» Исходный текст:
------------------------------------
14 октября 1920 года органы ВЧК расстреляли жителя города Мурома Алексея Федоровича Жадина. Ему было всего 34 года – жить бы да жить. Но вышло иначе, и отдаренный от природы, образованный, деятельный молодой человек, способный принести немалую пользу Родине, пополнил бесконечный список жертв революции и гражданской войны.
К истории почти вековой давности автора этих строк привел случай. Однажды, еще работая в областной газете «Нижегородская правда» и проводя журналистские расследования «белых пятен» истории, я получил письмо из Москвы. Писала научный сотрудник МГУ имени Ломоносова Марина К., которая, как оказалось, была внучкой того расстрелянного. В интернете она обнаружила кое-какие публикации нашей газеты на указанную тему, и решила поделиться своим опытом и своими мыслями. И вот что рассказала.
Алексей Федорович Жадин родился 9 февраля 1886 года в Муроме в состоятельной купеческой семье. Его отец, купец первой гильдии и потомственный почетный гражданин, происходил из древнего муромского рода. Алексей был любимцем в семье и сам любил и почитал родителей, нежно заботился о сестрах. В 1904 году он окончил Муромское реальное училище и стал помогать отцу в его семейном торговом предприятии. В их доме имелась большая библиотека, собранная в основном стараниями Алексея. Способный и жизнерадостный юноша был одним из тех, кто составлял цвет местной молодежи.
В 1908 году Алексей Жадин был обвенчан в церкви Сретения Господня с Софьей Ивановной Гундобиной.
------------------------------------
» Письменное задание a: В каком году Алексей Жадин окончил Муромское реальное училище, согласно тексту?
Текст и строки между собой никак не связаны.

» Исходные данные:
------------------------------------
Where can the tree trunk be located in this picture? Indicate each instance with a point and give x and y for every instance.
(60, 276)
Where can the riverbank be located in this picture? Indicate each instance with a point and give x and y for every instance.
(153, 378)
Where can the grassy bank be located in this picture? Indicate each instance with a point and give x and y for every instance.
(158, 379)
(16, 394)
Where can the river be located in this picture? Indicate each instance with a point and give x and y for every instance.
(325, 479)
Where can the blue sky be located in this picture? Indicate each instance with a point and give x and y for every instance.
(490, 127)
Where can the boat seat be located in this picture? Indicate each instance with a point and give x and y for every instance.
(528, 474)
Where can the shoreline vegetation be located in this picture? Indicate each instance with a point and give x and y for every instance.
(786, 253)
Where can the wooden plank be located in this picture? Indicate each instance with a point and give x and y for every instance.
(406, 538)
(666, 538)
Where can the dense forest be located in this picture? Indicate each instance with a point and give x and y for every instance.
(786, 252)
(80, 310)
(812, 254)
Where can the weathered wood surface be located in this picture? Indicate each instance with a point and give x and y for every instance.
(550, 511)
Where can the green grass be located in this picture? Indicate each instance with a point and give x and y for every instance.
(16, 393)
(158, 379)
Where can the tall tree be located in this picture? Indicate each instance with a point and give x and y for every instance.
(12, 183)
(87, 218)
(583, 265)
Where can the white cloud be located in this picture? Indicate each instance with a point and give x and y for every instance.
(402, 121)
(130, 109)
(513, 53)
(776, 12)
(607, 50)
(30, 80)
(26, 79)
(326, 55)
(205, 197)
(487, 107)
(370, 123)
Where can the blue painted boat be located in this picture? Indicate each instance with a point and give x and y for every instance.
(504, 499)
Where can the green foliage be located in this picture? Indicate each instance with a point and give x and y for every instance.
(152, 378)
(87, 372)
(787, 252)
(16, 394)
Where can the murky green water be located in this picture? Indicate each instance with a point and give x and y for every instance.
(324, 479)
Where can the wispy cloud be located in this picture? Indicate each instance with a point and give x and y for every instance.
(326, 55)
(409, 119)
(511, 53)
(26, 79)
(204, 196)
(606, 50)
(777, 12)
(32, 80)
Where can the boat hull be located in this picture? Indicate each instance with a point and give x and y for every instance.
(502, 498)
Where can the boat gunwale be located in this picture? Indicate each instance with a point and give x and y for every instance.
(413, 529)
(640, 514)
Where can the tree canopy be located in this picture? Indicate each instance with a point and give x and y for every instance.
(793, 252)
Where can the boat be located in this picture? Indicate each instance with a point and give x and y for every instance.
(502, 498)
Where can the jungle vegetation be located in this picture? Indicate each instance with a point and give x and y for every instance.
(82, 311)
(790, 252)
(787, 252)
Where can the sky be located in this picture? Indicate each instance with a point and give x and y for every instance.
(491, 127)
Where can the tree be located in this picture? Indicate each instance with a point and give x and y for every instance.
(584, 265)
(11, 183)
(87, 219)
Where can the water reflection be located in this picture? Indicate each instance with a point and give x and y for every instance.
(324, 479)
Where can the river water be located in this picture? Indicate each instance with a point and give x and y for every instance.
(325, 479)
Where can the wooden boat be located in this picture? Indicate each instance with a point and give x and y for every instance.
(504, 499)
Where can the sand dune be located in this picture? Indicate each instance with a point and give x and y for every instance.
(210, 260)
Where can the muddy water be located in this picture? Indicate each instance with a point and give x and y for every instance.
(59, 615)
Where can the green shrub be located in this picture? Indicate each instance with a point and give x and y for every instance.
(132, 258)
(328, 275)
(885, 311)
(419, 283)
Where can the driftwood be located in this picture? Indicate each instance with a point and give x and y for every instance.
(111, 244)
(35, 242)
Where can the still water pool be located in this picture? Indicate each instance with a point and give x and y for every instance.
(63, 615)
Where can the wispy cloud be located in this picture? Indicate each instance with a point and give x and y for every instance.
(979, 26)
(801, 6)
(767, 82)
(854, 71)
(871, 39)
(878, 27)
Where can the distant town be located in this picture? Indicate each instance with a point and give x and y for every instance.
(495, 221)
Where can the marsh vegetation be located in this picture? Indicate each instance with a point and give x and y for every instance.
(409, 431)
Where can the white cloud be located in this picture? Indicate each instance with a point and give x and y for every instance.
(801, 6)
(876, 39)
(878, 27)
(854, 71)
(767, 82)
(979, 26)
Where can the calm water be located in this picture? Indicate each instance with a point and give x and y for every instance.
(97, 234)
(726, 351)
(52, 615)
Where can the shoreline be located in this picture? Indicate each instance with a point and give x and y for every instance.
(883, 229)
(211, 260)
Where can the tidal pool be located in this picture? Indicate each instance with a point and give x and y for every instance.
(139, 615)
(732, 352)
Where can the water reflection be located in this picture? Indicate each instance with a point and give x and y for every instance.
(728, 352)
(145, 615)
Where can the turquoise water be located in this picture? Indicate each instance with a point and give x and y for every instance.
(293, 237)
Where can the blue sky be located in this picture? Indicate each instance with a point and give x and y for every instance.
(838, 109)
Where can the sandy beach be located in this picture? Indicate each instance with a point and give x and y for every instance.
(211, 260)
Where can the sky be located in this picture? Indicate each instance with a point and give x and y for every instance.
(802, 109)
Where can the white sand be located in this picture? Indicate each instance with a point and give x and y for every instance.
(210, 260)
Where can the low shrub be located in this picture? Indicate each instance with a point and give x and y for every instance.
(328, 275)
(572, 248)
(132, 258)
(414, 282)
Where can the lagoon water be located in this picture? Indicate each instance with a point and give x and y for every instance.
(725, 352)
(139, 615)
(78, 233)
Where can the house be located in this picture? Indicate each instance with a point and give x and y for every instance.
------------------------------------
» Письменное задание b: Представьте в виде таблицы Markdown с колонками «Номер» и «Содержимое» отрезок строк данных от строки со словами «Where can the lagoon» до конца данных, включая обе границы и без пустых строк.

» Образец ответа a: В 1904 году.

» Образец ответа b:
| Номер | Содержимое |
|---|---|
| 1 | Where can the lagoon water be located in this picture? Indicate each instance with a point and give x and y for every instance. |
| 2 | (725, 352) |
| 3 | (139, 615) |
| 4 | (78, 233) |
| 5 | Where can the house be located in this picture? Indicate each instance with a point and give x and y for every instance. |